#### [EXERCISE TASKS]
(1) Copy word for word the part of the text on custom VFD modules that opens with the words containing "Noritake Itron provides" and closes with "to specify them.".
(2) Write the next part of the text on custom VFD modules, picking up after its last sentence.

** START READING PASSAGE **

1 What is a Custom VFD Module
 > Optimum Functionality
 > Optimum Application Cost
 > Optimum Size

Noritake Itron supplies a wide range of standard modules designed to meet 50% of market requirements, however, optimising the available space and integrating specific functions will provide a cost effective solution through custom design.
Noritake Itron provides a twin track custom service providing low quantity solutions from 500/yr through to high volume manufacture above 5000/yr.
Customisation can be as simple as a connector or font modification through to a completely new design. Many custom modules include a key scan interface and bi-directional serial interface since this can be incorporated at little extra cost.
The diagram below shows the functionality that is available. If you have any unique features, please do not hesitate to specify them.
           


                     
Summary of Typical Options for Custom Modules


 
2 Construction 

Side Views

 The most cost effective method is to mount all the components on the same side of the printed circuit board (PCB) with no components under the display . 
This may be difficult where the area is not available or the profile of certain components is higher than the display.
    


 

 The VF display and other front panel through hole mounted components are mounted on one side of the PCB  with the remaining surface mounted components on the other side. This makes the overall dimension a minimum in most solutions.
   

The total surface mount construction enables a component free rear side to the PCB allowing easy mounting in an enclosure.
    

The VFD can be reverse mounted and viewed through an aperture in a 2.4mm thick PCB with a front panel overlay  integrating filter and dome keys secured to the PCB.

** END READING PASSAGE **
** START RECORDED INFORMATION **

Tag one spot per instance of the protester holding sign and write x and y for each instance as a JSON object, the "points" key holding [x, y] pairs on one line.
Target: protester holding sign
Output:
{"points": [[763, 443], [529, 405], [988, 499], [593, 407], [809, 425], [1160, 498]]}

** END RECORDED INFORMATION **

#### [OUTPUTS IN ORDER]
(1)
Noritake Itron provides a twin track custom service providing low quantity solutions from 500/yr through to high volume manufacture above 5000/yr.
Customisation can be as simple as a connector or font modification through to a completely new design. Many custom modules include a key scan interface and bi-directional serial interface since this can be incorporated at little extra cost.
The diagram below shows the functionality that is available. If you have any unique features, please do not hesitate to specify them.

(2)
3 Power Supply

Most modules require a single 5VDC supply for a DC/DC converter to generate the AC filament voltage and grid/anode voltages required by the VF display and supply the CPU and associated logic. There are many exceptions in point of sale, amusement and transportation equipment where 10 to 36VDC may be required, with demand for higher efficiency and 3.3V operation in compact equipment. A fixed operating frequency may be required for the power supply to avoid interference with critical measurement sensors in the users product. New developments in power supply control and patents by Noritake in transformer-less designs seek to address many of these issues.
          
VFD and Logic Voltages The user may provide all the necessary voltage levels from a suitable power supply in their equipment. The parameters should be decided in consultation with the VFD glass specification and application notes. Please consider voltage regulation tolerances. 
     
5VDC Most 5V modules use a DC/DC converter circuit incorporating a transformer to supply the VFD voltages and logic supply. Dimensional height as low as 3mm is possible. 
Ultra low profile applications can use a transformer-less design where the VFD specified is suitable (filament voltage less than 4.5V).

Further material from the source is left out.